__Aim A__: Locate each line in the listing below that contains the word "jacket", and copy those lines.

* Begin Reading text *

Business coalitions have been an effective vehicle for driving savings on health insurance and other employee benefits plans by using strength in numbers to negotiate preferred pricing with insurance carriers.

Well structured coalitions have successful track records for serving their constituents and delivering real savings and often multi-year rate guarantees. There are several major reasons for this:

  • They deliver cost-savings to employers beyond what they would have paid had they stood alone.
  • The coalitions and its employer members endorse vendors who deliver preferred pricing arrangements and actively support the marketing and sales process.
  • They are led by Boards of Directors comprised of influential business leaders who know their constituents and have strong relationships with prospective coalition members.
  • The employer members maintain a high degree of loyalty.

The common objectives of business coalitions are to:

  • Provide a central resource to member businesses and organizations who share a common interest.
  • Use strength in numbers to negotiate favorable pricing from insurance carriers for health insurance, other ancillary insurance products, and a variety of services.

* End Reading text *

__Aim B__: Rewrite the part of the business coalitions text that opens with the words "Business coalitions have" and closes with "degree of loyalty.", changing "employer members" to "member companies" wherever it occurs.

* Begin Provided records *

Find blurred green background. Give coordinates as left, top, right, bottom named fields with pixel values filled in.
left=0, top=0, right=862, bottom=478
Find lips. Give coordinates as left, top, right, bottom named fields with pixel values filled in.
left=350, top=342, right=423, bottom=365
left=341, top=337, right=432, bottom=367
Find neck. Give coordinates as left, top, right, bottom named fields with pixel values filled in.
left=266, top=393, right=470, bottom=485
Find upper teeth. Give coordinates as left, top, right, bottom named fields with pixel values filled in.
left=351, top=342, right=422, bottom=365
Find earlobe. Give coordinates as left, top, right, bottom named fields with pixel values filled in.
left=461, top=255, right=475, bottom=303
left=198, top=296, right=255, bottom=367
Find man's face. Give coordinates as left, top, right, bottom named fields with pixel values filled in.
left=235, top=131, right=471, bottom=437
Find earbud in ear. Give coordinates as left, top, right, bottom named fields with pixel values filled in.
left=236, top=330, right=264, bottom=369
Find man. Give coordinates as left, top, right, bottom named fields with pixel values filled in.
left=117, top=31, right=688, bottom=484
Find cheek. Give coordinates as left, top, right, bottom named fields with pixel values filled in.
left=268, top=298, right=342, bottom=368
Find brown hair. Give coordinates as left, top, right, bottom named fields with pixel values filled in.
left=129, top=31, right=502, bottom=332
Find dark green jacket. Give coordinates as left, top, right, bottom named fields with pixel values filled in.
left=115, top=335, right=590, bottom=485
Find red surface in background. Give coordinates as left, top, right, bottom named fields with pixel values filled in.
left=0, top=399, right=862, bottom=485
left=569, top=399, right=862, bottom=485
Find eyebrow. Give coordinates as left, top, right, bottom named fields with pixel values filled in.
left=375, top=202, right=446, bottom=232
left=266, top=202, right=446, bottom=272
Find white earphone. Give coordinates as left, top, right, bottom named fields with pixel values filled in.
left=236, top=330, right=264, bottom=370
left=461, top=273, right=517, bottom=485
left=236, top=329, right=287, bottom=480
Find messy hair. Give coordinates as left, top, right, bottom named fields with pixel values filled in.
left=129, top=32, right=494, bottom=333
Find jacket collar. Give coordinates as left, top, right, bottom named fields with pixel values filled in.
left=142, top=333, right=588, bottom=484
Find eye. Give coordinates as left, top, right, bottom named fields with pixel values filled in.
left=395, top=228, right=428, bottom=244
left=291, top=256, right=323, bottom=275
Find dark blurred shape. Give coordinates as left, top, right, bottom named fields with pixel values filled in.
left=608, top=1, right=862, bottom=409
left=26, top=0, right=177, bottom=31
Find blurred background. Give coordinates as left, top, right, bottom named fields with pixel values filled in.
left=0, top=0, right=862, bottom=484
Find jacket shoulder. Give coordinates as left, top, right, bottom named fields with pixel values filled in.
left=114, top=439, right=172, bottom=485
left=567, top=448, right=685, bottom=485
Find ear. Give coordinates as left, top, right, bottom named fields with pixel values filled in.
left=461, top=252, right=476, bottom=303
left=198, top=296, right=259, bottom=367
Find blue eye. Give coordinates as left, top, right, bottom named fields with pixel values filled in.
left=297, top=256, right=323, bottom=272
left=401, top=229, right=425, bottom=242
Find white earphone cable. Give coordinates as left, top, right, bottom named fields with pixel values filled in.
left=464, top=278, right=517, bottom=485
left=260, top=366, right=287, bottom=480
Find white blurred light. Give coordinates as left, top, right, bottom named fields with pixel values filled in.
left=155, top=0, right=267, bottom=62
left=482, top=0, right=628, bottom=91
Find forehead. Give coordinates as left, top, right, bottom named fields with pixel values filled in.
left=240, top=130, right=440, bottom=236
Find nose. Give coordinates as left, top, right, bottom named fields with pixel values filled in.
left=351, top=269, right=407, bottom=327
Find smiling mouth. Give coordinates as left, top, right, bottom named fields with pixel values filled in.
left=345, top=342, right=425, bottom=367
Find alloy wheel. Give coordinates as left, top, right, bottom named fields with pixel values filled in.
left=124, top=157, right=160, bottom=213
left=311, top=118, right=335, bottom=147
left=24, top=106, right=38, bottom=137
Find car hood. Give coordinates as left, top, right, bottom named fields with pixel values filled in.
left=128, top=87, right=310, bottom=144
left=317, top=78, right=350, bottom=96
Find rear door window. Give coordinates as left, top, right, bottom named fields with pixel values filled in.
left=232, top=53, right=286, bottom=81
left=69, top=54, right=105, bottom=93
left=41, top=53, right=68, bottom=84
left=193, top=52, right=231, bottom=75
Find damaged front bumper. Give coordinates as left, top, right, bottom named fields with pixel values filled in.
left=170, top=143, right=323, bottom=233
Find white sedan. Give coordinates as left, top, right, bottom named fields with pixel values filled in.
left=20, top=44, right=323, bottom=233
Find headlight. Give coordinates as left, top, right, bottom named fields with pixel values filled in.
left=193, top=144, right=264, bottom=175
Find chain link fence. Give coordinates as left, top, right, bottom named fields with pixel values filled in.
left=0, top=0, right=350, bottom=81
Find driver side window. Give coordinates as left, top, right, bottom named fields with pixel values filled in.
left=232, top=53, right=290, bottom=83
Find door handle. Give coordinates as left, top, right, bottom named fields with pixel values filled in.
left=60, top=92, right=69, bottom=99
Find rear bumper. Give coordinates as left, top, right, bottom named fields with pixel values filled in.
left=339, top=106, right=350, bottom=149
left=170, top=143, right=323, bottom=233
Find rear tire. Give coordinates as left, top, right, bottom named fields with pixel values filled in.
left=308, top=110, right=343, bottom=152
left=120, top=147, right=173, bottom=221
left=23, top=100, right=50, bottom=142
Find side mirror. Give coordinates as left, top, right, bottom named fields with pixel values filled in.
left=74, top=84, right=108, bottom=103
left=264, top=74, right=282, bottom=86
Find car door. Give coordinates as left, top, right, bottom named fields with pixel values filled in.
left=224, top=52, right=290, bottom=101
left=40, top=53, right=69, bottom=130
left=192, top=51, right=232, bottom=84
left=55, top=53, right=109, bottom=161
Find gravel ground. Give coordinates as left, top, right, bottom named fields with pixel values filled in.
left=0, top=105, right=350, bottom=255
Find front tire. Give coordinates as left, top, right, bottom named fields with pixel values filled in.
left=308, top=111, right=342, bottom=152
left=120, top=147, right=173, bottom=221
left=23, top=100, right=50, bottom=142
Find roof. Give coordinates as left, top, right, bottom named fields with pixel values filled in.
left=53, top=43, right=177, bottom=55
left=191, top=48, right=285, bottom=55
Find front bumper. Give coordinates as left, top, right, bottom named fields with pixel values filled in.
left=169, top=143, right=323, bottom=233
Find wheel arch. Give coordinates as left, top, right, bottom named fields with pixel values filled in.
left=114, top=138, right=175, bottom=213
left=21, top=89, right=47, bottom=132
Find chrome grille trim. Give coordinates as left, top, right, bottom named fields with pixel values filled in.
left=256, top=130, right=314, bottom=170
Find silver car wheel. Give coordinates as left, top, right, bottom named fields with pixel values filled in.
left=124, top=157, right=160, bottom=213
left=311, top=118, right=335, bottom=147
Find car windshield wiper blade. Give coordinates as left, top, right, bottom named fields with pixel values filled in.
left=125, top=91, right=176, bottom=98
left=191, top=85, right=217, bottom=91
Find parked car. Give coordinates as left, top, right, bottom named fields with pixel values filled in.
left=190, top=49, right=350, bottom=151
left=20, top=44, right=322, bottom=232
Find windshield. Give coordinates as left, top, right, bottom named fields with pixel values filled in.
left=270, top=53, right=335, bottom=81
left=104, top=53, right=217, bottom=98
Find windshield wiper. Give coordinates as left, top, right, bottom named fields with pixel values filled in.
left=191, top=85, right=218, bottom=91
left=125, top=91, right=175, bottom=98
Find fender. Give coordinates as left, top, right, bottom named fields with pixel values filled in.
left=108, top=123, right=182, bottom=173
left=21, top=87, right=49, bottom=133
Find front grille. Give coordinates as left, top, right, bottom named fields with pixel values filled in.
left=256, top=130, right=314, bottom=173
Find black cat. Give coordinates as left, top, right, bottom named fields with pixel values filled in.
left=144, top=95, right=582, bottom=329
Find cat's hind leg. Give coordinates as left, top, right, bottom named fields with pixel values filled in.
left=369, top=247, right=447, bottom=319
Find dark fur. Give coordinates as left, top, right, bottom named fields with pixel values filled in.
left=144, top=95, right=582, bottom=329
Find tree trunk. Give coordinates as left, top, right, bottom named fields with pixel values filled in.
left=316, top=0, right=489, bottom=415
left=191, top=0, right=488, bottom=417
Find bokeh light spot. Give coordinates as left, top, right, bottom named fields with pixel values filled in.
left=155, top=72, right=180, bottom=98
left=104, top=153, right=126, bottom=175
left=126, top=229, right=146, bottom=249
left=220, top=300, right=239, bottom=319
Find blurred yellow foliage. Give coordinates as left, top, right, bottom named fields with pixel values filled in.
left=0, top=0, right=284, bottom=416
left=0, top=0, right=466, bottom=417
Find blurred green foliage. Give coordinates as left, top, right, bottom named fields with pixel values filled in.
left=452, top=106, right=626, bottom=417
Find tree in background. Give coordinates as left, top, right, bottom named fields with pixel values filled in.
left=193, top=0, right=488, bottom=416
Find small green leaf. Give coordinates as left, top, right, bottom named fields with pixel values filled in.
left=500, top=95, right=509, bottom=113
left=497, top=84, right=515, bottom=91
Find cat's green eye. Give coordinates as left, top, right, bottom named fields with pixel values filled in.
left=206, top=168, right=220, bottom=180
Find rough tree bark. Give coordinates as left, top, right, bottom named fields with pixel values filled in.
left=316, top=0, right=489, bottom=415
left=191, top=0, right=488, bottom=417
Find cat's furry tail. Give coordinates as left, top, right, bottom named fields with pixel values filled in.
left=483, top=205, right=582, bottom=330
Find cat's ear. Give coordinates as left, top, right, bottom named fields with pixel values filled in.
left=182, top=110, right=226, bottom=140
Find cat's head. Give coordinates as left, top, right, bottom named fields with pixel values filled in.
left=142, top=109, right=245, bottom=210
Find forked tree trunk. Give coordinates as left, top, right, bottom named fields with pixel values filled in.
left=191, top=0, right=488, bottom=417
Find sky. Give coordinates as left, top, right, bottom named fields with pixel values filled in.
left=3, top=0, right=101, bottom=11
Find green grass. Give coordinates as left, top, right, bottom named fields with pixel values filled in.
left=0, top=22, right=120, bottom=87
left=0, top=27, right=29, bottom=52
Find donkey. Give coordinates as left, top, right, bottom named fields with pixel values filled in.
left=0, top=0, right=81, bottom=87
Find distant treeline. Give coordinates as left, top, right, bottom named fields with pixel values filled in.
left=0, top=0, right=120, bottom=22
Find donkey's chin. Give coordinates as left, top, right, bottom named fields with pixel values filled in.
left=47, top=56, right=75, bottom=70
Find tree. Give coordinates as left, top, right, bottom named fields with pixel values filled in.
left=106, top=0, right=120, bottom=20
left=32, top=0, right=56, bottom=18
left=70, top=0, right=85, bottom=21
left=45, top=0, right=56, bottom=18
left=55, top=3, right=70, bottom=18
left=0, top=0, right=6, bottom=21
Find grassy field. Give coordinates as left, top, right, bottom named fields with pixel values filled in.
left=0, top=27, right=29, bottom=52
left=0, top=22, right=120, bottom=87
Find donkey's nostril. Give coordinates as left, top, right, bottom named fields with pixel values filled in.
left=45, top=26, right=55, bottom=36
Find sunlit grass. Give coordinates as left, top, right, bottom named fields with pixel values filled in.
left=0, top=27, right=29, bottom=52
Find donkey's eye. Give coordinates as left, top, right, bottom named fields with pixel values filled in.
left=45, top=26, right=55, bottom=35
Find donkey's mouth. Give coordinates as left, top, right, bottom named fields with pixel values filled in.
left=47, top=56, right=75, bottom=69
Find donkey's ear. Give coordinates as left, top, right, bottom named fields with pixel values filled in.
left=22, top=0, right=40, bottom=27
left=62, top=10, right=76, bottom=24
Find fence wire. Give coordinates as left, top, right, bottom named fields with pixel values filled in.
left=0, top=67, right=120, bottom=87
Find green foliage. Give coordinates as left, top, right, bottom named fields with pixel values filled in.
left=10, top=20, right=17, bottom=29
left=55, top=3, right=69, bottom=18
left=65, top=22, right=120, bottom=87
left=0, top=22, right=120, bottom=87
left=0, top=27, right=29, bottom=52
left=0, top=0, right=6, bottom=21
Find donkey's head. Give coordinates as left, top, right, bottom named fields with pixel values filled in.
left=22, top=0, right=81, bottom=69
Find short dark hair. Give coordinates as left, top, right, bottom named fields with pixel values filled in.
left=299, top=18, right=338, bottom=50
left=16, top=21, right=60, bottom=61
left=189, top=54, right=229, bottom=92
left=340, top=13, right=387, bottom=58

* End Provided records *

__Answer A__:
Find dark green jacket. Give coordinates as left, top, right, bottom named fields with pixel values filled in.
Find jacket collar. Give coordinates as left, top, right, bottom named fields with pixel values filled in.
Find jacket shoulder. Give coordinates as left, top, right, bottom named fields with pixel values filled in.

__Answer B__:
Business coalitions have been an effective vehicle for driving savings on health insurance and other employee benefits plans by using strength in numbers to negotiate preferred pricing with insurance carriers.

Well structured coalitions have successful track records for serving their constituents and delivering real savings and often multi-year rate guarantees. There are several major reasons for this:

  • They deliver cost-savings to employers beyond what they would have paid had they stood alone.
  • The coalitions and its member companies endorse vendors who deliver preferred pricing arrangements and actively support the marketing and sales process.
  • They are led by Boards of Directors comprised of influential business leaders who know their constituents and have strong relationships with prospective coalition members.
  • The member companies maintain a high degree of loyalty.